::: Task input
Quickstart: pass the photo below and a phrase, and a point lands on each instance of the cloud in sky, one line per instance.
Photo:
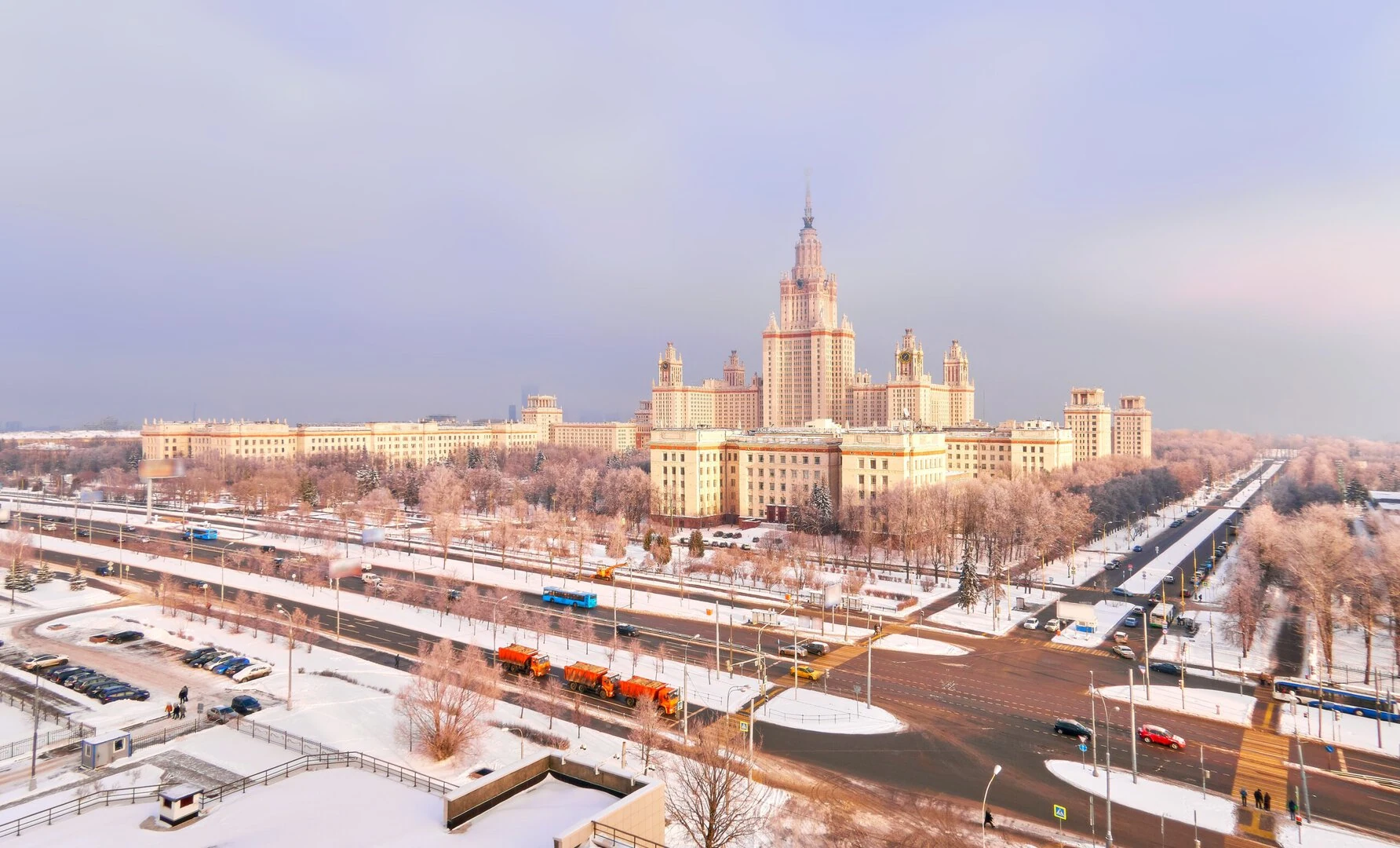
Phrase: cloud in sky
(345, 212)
::::::
::: Task input
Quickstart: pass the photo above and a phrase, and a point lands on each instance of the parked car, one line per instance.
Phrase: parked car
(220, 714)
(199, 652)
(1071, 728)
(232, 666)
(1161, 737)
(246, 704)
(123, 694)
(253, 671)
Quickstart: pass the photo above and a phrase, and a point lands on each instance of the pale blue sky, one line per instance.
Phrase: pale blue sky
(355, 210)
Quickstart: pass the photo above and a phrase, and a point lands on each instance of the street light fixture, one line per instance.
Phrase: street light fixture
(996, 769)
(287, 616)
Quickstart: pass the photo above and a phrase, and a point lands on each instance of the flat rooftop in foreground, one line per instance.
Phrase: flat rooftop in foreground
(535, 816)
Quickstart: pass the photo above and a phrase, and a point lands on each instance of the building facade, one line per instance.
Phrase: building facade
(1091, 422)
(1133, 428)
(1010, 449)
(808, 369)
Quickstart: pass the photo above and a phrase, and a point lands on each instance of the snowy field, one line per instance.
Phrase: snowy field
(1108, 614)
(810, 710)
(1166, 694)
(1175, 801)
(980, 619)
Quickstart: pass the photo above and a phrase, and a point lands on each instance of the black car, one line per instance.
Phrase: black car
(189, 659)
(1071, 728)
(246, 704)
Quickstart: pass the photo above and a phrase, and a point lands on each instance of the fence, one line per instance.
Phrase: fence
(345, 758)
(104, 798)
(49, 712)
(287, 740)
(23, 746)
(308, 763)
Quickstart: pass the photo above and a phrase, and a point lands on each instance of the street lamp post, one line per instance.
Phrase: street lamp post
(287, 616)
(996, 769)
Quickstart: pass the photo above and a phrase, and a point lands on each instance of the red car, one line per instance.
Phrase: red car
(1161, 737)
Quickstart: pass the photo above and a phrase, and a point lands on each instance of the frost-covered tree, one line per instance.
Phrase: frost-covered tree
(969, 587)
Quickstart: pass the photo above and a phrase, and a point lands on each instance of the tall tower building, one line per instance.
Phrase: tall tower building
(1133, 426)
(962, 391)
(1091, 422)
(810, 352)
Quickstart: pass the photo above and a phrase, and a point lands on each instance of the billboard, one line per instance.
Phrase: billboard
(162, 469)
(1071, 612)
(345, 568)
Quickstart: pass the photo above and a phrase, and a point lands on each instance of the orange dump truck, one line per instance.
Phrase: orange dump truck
::::::
Goal
List every line above that contains the string "frost". Case counts.

Answer in full
Quickstart: pass the photo above and a phrase, and a point lands on each instance of the frost-covered tree, one line per instance.
Phrase: frost-covered tree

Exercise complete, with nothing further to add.